### Tasks to carry out
a - List every passage that appears inside quotation marks in the blog post about feeling orphaned.
b - Proceed with the blog post about feeling orphaned, picking up right after its final sentence.

### Extracted text

________

Monday, March 24, 2014

Orphaned

My emotions about this topic are very raw today.  From my own experience and talking to other survivors of childhood sexual abuse who experience the abuse from a family member families are often filled with drama and negative emotions.  I have seen survivors who will leave home as early as they can to get away from the abusive situation never to return or have very limited communication with their families and keep a distance.  As important as family is in the gospel having this type of void in your life can be hard.  I know it is for me.

Recently my eyes were painfully opened again to the reality of this void.  Many days, especially today, I feel orphaned.  There are days I cry in sorrow wishing I had someone to comfort or mother me.  But instead I live in a mirage of family life void of un-manipulated love and compassion and full of comparisons and envy.  To say the least, it is frustrating. 

There is a book titled, "The Emotionally Absent Mother" by Jasmin Lee Cori that has helped me learn how to comfort and mother myself when needed.  On the cover it states it is "a guide to self-healing and getting the love you missed." 

The song, "Families Can Be Together Forever" has always been difficult for me.  It is easier to sing when I focus on the family I create verses the toxic family I come from however the level of turmoil it brings is still there.  "I have a fam'ly here on earth.  They are so good to me.  I want to share my life with them through all eternity."  They are so good to me? I have a hard enough time being with them on this earth let alone for eternity.

________

[Stored data entries]
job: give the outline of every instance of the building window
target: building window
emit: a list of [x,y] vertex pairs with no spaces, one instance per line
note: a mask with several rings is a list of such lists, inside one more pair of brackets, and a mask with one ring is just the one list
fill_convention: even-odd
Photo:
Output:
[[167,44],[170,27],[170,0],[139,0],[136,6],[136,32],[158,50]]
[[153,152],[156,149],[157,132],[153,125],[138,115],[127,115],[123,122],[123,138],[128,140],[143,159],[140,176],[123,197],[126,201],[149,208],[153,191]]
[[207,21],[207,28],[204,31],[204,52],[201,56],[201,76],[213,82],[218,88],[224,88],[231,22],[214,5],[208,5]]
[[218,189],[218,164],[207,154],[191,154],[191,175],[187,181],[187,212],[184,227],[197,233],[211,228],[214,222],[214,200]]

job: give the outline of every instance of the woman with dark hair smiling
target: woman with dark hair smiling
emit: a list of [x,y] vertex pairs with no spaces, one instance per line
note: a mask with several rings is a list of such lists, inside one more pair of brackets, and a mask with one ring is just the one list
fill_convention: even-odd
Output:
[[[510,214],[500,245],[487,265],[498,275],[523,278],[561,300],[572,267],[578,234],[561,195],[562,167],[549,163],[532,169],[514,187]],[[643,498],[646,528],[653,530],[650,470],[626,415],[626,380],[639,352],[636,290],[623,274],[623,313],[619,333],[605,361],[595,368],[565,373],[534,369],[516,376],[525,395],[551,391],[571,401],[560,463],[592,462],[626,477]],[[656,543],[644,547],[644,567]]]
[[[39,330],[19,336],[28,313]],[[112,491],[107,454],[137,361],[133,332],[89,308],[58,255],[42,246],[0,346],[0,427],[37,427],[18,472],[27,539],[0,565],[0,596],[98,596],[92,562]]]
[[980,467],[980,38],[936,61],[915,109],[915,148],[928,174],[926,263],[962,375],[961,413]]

________

### Results in order
a -
- "The Emotionally Absent Mother"
- "a guide to self-healing and getting the love you missed."
- "Families Can Be Together Forever"
- "I have a fam'ly here on earth.  They are so good to me.  I want to share my life with them through all eternity."

b -
While I was out picking a few things up the other day I came across this quote, "Friends are the family we choose for ourselves."  Trying to focus on some sort of positive during this time of trial has helped somewhat and has helped me appreciate those I call my friends.  It does not make the situation or feelings of being orphaned and abandoned go away however it does comfort me knowing that there are people out there that care about me enough to at least call me their friend.


In times of feeling so orphaned and disconnected from family it is important to remember the Father of our Spirits, our Heavenly Father and our Brother Jesus Christ.  As alone as I have felt the last few days I know Christ will never leave me helpless or abandon me.  Our Father in Heaven loves us unconditionally regardless of our actions, struggles, or faults.  I must remember that I am part of a much greater family even though at times I feel orphaned and alone.  

"I will not leave you comfortless: I will come to you."